Records excerpted from a collection:
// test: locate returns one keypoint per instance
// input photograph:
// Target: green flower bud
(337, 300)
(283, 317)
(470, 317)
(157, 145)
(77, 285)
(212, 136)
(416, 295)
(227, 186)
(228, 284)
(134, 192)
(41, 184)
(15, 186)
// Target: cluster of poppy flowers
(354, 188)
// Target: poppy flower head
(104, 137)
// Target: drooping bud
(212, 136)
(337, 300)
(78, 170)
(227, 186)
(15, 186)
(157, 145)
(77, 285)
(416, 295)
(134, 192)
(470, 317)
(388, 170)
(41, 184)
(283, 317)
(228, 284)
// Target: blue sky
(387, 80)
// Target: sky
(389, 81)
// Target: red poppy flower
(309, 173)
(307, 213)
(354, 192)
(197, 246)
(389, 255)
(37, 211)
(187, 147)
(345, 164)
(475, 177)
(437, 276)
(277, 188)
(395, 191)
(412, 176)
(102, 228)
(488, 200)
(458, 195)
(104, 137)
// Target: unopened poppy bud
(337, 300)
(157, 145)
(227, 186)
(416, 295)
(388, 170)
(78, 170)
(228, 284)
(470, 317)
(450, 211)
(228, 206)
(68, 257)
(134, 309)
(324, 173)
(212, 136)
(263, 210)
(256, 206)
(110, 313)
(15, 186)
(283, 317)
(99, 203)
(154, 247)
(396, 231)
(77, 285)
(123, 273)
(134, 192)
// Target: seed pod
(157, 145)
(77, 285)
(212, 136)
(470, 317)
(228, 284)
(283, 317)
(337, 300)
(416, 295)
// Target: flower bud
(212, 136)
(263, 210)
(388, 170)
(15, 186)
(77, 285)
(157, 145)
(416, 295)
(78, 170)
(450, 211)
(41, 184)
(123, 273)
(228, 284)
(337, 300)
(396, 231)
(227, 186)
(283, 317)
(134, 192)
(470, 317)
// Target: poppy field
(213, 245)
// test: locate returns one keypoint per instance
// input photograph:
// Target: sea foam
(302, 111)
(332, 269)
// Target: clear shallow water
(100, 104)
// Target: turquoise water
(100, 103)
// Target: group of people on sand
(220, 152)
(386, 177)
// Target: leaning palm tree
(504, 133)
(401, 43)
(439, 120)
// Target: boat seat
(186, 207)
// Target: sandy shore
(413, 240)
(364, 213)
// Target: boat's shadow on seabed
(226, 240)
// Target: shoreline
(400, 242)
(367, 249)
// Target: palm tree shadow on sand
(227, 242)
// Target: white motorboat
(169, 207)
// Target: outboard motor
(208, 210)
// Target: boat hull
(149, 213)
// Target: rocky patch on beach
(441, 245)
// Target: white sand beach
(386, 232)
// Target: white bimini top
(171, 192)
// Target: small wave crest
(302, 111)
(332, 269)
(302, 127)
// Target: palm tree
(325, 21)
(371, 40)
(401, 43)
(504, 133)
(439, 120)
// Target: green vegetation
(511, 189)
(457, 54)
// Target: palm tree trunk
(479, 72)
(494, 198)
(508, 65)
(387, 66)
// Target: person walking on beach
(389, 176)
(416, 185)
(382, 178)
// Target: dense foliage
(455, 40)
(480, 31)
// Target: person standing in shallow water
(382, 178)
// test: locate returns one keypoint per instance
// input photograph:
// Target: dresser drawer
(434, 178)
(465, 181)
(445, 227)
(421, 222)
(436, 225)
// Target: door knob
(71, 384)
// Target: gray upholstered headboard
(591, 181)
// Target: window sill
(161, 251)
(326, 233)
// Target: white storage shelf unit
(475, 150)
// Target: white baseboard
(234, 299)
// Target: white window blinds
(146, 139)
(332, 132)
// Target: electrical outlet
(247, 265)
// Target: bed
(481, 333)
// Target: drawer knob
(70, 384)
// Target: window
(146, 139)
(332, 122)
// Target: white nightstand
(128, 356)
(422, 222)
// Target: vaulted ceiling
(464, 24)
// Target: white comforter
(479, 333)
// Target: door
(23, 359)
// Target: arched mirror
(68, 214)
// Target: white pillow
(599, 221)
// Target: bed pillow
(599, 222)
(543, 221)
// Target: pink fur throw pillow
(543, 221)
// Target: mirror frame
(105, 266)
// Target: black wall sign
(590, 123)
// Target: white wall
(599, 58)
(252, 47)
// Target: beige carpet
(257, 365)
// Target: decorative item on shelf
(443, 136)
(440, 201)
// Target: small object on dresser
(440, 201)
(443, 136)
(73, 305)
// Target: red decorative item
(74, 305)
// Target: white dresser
==
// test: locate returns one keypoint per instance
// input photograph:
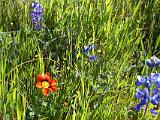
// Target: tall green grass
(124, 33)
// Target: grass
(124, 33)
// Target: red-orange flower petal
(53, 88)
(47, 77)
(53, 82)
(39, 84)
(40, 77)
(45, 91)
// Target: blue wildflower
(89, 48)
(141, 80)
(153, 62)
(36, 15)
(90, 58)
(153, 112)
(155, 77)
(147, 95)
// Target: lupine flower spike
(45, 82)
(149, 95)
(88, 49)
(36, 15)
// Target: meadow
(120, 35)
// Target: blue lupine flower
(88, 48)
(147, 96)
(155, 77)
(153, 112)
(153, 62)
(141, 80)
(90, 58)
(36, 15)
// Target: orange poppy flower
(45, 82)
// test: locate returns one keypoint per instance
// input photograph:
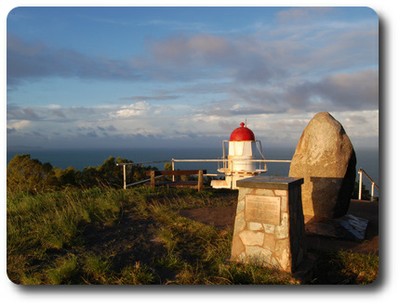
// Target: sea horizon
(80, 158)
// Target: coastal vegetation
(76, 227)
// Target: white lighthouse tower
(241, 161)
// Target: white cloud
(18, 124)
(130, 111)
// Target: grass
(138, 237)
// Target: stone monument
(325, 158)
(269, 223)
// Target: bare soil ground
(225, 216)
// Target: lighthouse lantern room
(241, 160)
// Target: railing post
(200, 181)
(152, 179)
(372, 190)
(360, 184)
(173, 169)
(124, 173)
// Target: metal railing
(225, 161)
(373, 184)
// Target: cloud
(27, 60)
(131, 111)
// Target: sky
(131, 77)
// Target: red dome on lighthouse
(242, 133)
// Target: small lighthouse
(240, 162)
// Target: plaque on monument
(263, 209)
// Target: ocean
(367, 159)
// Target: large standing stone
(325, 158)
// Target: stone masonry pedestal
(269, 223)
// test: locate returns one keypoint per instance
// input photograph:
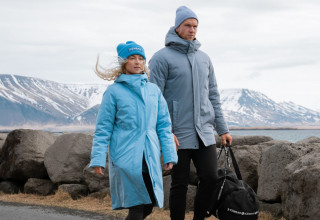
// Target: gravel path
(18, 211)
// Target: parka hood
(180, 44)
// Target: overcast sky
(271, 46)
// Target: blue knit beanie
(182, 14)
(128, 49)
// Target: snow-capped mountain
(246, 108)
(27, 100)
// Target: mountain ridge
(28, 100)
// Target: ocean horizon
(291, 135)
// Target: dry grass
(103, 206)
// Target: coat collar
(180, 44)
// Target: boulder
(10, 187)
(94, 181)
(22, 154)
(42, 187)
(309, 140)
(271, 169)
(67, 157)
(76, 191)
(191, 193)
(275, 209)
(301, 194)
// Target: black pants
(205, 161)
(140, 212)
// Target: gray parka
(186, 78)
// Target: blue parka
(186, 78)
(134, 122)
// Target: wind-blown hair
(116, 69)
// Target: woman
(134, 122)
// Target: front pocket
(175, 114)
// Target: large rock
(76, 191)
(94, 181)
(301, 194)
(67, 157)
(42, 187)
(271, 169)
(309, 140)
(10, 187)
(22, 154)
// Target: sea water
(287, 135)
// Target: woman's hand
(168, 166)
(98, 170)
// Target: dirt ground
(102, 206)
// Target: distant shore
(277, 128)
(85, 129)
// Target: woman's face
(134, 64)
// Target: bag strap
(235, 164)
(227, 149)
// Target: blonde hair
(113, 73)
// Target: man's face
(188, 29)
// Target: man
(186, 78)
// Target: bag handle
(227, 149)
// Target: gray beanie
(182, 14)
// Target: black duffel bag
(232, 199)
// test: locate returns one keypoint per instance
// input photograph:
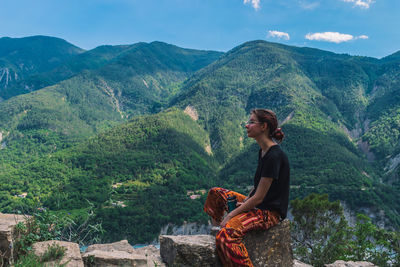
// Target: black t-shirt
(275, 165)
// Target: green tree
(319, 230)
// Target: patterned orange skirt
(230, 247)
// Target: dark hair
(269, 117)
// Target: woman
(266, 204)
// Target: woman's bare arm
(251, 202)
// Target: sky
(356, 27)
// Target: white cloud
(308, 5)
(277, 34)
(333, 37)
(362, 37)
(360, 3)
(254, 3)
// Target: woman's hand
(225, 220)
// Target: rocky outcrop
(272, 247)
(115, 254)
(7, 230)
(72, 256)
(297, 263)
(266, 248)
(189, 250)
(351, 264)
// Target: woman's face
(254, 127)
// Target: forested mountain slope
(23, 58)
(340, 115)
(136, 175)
* * *
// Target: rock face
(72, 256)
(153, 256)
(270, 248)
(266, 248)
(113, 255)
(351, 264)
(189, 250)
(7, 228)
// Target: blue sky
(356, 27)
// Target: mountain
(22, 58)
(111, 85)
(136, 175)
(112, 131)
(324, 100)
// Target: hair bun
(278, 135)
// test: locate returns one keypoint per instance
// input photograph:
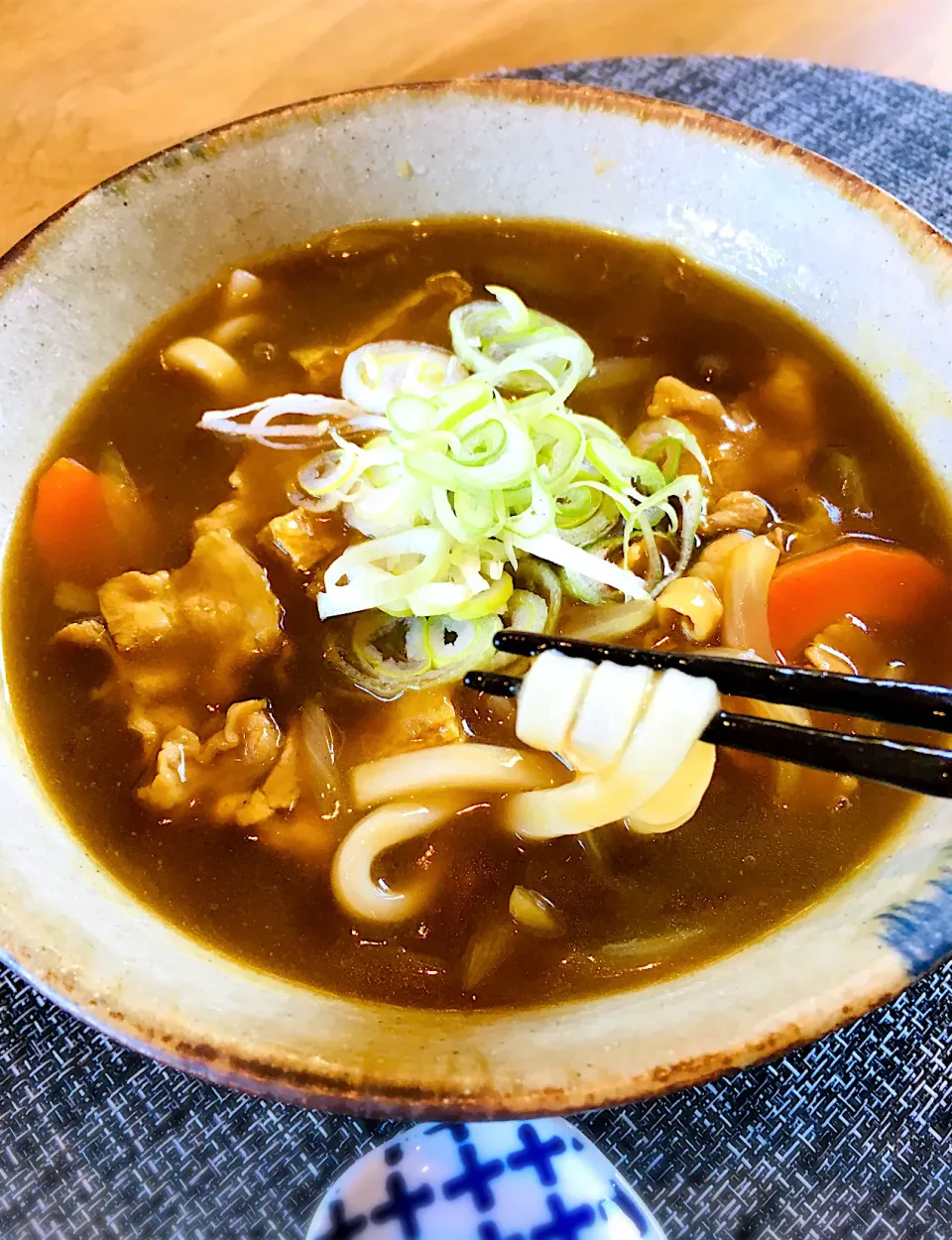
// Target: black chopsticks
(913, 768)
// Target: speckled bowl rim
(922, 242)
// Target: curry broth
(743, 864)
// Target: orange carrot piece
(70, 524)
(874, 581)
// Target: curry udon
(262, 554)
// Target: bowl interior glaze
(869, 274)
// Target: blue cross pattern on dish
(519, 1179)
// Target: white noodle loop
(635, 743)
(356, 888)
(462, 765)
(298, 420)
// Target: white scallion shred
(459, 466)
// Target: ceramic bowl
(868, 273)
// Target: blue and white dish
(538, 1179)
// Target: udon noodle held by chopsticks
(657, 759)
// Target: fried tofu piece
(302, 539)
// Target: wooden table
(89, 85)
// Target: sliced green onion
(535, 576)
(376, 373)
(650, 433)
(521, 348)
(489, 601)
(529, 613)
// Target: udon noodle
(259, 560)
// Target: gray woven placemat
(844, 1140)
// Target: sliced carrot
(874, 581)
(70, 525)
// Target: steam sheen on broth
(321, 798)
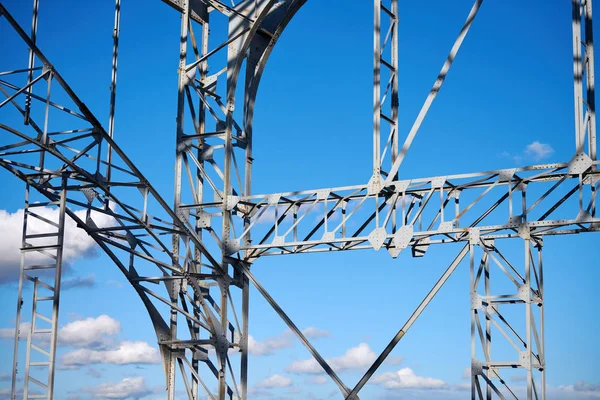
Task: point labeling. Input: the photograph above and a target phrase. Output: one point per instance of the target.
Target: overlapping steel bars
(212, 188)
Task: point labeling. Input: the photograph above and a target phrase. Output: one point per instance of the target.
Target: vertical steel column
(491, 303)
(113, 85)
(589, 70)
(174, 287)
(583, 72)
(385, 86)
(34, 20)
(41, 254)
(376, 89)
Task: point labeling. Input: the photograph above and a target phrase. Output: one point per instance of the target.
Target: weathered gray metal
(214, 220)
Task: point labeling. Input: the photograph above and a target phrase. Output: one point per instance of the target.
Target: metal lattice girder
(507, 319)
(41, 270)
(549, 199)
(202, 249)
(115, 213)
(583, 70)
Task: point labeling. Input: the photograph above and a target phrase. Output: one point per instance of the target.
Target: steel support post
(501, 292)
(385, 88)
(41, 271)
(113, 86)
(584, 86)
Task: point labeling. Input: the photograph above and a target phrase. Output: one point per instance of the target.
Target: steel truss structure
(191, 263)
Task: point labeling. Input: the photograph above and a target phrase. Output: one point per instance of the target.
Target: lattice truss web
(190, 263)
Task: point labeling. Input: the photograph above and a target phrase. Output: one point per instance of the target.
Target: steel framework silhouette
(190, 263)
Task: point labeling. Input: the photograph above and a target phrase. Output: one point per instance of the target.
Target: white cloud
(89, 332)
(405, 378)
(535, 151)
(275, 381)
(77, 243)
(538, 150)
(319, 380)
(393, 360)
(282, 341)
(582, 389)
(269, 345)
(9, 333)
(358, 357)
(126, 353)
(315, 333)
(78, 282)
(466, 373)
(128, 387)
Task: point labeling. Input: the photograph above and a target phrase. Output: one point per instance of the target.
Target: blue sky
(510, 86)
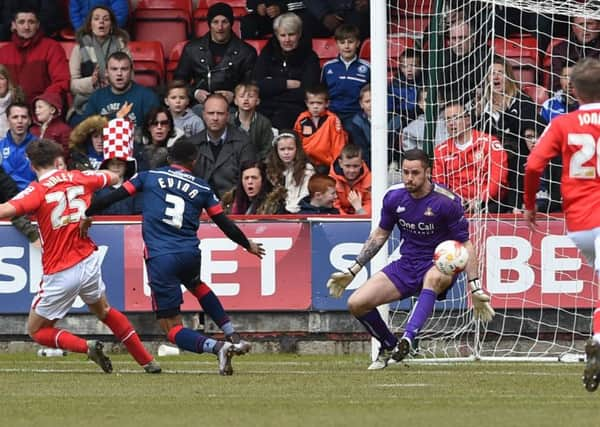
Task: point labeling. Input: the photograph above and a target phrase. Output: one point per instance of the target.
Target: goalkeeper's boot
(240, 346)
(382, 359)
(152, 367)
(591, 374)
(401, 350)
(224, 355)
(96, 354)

WORK TO COMPLETE: From the entries above, restate word for word the lines from the line containing "white bimini top" to the line containing "Target: white dresser", both ends included, and nothing more.

SOLVED PROBLEM:
// Target: white bimini top
(171, 192)
// Target: small wave crest
(302, 111)
(332, 269)
(302, 127)
// Target: palm tree
(325, 21)
(371, 40)
(401, 43)
(504, 133)
(439, 120)
// Target: green vegetation
(511, 189)
(457, 54)
// Target: palm tree trunk
(479, 72)
(494, 198)
(508, 65)
(387, 66)
// Target: person walking on beach
(389, 176)
(416, 185)
(382, 178)
// Target: dense foliage
(455, 40)
(480, 31)
// Target: person standing in shallow water
(382, 178)
// test: locate returns one keypoint per instance
// input photograph:
// Target: dresser drawer
(434, 178)
(465, 181)
(445, 227)
(421, 222)
(436, 225)
// Target: door knob
(71, 384)
// Target: gray upholstered headboard
(591, 181)
// Target: window sill
(161, 251)
(326, 233)
// Target: white storage shelf unit
(475, 150)
// Target: white baseboard
(234, 299)
// Target: white window blinds
(146, 139)
(332, 132)
// Target: electrical outlet
(247, 265)
// Target: bed
(481, 333)
// Target: drawer knob
(70, 384)
// Target: window
(146, 139)
(332, 122)
// Target: white nightstand
(128, 356)
(422, 222)
// Target: vaulted ceiling
(464, 24)
// Target: white comforter
(479, 333)
// Target: door
(23, 359)
// Target: arched mirror
(68, 214)
// Target: white pillow
(599, 221)
// Target: bed pillow
(599, 222)
(543, 221)
// Target: pink fur throw pillow
(543, 221)
// Target: mirror frame
(105, 266)
// Target: black wall sign
(590, 123)
// Target: white wall
(599, 58)
(252, 47)
// Target: beige carpet
(257, 365)
// Target: decorative item on shelf
(443, 136)
(440, 201)
// Target: small object on dresser
(440, 201)
(443, 136)
(73, 305)
// Target: red decorative item
(74, 305)
// Target: white dresser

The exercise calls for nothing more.